## PROBLEM
Upon reaching the line containing "Then put one point on each instance of the swing", output that line and all remaining lines exactly, through the end of the entries, and output nothing before it.
*** Opening of GIVEN RECORDS ***
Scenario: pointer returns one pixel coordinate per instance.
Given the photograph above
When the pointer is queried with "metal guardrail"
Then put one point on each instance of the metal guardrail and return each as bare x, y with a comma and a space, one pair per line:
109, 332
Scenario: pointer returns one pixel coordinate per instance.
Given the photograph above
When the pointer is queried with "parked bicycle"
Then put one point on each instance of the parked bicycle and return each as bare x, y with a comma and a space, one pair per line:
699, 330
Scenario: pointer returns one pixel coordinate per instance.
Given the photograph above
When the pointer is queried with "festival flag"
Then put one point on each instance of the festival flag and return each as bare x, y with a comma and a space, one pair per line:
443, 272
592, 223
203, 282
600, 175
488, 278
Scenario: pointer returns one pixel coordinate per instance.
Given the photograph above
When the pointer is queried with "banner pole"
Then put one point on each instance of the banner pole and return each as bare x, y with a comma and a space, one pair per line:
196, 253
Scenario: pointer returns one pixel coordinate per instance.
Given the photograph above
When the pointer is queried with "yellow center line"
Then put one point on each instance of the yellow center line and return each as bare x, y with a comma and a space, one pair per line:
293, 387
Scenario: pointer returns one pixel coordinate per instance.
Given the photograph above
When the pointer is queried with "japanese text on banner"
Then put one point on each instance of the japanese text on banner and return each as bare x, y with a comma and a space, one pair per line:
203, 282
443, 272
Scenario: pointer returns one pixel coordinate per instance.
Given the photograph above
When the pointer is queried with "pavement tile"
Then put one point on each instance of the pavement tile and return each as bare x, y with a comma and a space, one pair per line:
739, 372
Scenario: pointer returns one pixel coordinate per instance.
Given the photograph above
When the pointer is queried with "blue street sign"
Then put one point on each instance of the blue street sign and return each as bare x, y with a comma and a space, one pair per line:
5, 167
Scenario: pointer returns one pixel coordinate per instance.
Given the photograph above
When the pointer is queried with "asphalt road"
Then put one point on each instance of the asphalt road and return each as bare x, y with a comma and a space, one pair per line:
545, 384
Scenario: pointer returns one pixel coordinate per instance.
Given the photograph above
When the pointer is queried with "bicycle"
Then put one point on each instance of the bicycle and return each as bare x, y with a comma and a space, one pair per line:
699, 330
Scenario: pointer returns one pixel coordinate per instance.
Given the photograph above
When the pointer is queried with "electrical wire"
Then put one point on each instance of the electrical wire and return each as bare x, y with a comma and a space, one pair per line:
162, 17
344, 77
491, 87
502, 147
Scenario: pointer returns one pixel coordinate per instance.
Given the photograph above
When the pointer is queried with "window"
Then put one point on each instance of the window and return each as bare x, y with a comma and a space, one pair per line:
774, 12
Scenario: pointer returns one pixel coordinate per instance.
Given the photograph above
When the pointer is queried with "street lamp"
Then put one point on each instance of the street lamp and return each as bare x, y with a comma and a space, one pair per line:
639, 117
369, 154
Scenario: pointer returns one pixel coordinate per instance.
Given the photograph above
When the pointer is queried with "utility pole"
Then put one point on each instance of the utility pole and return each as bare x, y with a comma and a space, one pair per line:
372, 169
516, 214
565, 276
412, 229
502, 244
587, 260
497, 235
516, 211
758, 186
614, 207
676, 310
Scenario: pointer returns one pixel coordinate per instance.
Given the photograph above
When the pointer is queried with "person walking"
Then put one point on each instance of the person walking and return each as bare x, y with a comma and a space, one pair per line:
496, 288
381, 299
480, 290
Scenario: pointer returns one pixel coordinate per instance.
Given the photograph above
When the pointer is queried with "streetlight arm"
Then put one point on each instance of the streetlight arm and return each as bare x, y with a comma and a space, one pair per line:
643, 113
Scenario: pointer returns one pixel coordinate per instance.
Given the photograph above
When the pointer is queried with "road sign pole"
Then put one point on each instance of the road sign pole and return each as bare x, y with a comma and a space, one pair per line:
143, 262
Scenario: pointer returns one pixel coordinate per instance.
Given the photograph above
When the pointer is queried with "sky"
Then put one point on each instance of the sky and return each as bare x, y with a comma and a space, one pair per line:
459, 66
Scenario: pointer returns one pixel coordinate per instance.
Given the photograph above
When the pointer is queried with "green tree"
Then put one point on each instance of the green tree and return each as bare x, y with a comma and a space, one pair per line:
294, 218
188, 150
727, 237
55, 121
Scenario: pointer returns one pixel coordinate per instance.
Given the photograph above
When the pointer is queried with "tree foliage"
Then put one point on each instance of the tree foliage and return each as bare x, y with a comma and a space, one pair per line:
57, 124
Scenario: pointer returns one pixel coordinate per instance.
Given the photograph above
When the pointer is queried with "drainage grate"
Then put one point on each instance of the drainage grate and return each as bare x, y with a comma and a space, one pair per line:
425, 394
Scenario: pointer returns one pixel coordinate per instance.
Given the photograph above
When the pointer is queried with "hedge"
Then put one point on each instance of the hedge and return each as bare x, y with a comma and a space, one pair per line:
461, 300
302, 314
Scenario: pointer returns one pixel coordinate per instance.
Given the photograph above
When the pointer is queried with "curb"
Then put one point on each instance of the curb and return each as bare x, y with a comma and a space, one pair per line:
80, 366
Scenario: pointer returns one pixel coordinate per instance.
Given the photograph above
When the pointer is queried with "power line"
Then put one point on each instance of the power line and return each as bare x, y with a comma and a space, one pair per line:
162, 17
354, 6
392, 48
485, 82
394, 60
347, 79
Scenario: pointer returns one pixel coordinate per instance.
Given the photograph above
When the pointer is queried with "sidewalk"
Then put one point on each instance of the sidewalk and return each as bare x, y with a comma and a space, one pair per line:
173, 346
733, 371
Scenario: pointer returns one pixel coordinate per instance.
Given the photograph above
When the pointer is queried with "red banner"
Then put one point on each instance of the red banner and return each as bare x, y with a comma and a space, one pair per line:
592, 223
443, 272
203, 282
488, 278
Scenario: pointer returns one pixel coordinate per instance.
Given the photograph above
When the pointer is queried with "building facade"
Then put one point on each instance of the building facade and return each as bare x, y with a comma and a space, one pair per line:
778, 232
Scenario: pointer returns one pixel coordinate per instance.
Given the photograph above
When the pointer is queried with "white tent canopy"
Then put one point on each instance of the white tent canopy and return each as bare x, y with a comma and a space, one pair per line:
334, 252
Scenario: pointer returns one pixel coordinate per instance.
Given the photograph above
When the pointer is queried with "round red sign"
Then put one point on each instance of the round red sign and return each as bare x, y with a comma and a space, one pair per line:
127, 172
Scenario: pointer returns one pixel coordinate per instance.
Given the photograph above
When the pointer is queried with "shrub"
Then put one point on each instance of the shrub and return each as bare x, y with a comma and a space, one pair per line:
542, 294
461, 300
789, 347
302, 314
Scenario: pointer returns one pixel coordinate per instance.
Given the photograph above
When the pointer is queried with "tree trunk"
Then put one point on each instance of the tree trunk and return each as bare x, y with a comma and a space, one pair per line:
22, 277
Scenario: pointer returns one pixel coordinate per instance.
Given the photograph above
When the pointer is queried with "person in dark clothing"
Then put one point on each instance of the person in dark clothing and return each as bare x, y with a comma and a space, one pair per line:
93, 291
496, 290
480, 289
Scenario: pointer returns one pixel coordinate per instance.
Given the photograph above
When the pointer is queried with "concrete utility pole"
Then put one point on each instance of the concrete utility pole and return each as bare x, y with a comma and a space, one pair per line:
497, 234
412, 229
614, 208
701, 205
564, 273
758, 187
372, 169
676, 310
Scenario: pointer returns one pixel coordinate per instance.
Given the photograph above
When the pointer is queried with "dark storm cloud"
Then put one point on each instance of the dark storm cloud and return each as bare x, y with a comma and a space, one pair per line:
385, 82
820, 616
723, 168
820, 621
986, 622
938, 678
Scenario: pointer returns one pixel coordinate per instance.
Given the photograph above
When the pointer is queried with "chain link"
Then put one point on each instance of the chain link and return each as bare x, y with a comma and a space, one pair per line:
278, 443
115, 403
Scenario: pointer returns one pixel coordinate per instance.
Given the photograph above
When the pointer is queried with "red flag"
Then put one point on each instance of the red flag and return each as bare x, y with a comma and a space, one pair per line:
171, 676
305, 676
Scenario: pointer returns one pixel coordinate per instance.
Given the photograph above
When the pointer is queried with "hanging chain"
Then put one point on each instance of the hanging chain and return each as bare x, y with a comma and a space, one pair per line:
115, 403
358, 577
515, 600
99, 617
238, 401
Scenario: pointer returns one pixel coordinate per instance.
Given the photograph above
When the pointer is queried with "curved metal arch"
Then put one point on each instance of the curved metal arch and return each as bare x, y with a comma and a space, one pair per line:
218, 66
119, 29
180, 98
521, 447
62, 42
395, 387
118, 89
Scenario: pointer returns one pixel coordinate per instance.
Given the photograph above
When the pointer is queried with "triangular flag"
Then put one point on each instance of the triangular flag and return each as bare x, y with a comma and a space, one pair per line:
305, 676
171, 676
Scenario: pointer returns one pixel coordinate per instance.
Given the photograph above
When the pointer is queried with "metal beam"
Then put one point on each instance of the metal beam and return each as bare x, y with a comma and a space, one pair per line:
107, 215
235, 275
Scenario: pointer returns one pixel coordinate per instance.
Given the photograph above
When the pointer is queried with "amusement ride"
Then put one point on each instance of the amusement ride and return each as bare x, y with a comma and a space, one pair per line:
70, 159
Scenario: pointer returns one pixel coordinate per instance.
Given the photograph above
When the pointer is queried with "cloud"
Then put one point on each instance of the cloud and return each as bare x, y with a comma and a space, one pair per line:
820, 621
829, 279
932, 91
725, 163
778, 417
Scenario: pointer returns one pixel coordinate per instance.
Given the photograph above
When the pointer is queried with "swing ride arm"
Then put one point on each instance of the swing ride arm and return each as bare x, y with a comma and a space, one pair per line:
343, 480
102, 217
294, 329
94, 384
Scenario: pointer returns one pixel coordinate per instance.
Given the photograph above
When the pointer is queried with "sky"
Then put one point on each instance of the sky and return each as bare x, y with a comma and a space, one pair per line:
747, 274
*** Close of GIVEN RECORDS ***
## ANSWER SECTION
Then put one point on each instance of the swing ride arm and return each as bare x, y with a comma and a space, one pair per line:
343, 480
102, 217
294, 329
94, 384
Scenario: pointer returns one pixel coordinate per instance.
Given the photograph above
When the pointer is queried with "sky"
Then put one point on each instance of the sky and return each as bare x, y with a comma and a space, one pair per line:
747, 274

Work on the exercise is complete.